* EXERCISE DESCRIPTION *
Take the listing and print it in full, exactly as given.

* WORKING DATA *
________________

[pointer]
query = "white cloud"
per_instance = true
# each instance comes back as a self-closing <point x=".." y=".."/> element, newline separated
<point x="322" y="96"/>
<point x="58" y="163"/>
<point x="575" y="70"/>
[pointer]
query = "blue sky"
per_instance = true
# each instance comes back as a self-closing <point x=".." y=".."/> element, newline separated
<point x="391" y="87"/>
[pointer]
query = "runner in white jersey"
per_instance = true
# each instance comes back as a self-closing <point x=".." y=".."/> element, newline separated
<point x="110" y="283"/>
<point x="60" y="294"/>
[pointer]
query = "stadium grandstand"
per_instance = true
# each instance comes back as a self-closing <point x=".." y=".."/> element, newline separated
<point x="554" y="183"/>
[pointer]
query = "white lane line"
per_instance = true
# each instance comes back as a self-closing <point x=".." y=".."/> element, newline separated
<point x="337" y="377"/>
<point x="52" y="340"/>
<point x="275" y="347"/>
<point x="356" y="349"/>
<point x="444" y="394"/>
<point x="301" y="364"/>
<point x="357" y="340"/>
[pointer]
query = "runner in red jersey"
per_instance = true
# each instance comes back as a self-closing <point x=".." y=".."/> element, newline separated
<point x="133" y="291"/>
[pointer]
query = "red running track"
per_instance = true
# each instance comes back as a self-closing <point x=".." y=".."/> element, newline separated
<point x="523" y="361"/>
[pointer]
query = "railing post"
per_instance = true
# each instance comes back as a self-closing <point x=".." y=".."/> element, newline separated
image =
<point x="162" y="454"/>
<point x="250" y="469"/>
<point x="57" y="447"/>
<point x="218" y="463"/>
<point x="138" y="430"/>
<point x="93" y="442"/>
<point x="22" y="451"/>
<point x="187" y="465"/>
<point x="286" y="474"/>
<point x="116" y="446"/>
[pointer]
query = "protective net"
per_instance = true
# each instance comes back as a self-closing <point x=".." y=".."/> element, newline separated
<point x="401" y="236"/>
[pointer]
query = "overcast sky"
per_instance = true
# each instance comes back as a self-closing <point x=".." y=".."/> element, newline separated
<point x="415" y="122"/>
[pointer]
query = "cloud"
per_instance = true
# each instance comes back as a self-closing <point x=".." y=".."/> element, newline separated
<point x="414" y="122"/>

________________

* EXERCISE OUTPUT *
[pointer]
query = "white cloud"
per_instance = true
# each instance comes back as a self-closing <point x=".." y=".."/> element, newline separated
<point x="322" y="96"/>
<point x="58" y="163"/>
<point x="575" y="70"/>
[pointer]
query = "blue sky"
per_instance = true
# each instance comes back as a self-closing <point x=".." y=".."/> element, newline separated
<point x="391" y="87"/>
[pointer]
query = "runner in white jersey"
per_instance = true
# each instance comes back as a self-closing <point x=".." y=".."/> element, newline separated
<point x="110" y="283"/>
<point x="60" y="294"/>
[pointer]
query = "stadium grandstand"
per_instance = true
# each instance comes back as a self-closing <point x=".." y=".."/> element, newline separated
<point x="554" y="183"/>
[pointer]
query = "white lane line"
per_instance = true
# each instance comes back as a self-closing <point x=".." y=".."/> element, newline separated
<point x="337" y="377"/>
<point x="52" y="340"/>
<point x="275" y="347"/>
<point x="356" y="349"/>
<point x="444" y="394"/>
<point x="301" y="364"/>
<point x="357" y="340"/>
[pointer]
query = "runner in red jersey"
per_instance = true
# each instance comes back as a self-closing <point x=".." y=".."/> element, newline separated
<point x="133" y="291"/>
[pointer]
query = "red running track"
per_instance = true
# each instance comes back as a self-closing <point x=".." y=".."/> element, newline separated
<point x="523" y="361"/>
[pointer]
query = "railing post"
per_instance = true
# each instance comes back as a self-closing <point x=".." y=".."/> element, newline separated
image =
<point x="162" y="454"/>
<point x="250" y="469"/>
<point x="57" y="447"/>
<point x="218" y="463"/>
<point x="138" y="430"/>
<point x="93" y="442"/>
<point x="22" y="451"/>
<point x="187" y="465"/>
<point x="286" y="474"/>
<point x="116" y="446"/>
[pointer]
query = "protective net"
per_instance = true
# each instance comes back as a self-closing <point x=".." y=".."/> element, newline separated
<point x="401" y="236"/>
[pointer]
query = "overcast sky"
per_instance = true
# each instance comes back as a self-closing <point x=".." y=".."/> element, newline separated
<point x="415" y="122"/>
[pointer]
query = "cloud"
per_instance = true
# each instance comes back as a self-closing <point x=".." y=".."/> element, newline separated
<point x="414" y="122"/>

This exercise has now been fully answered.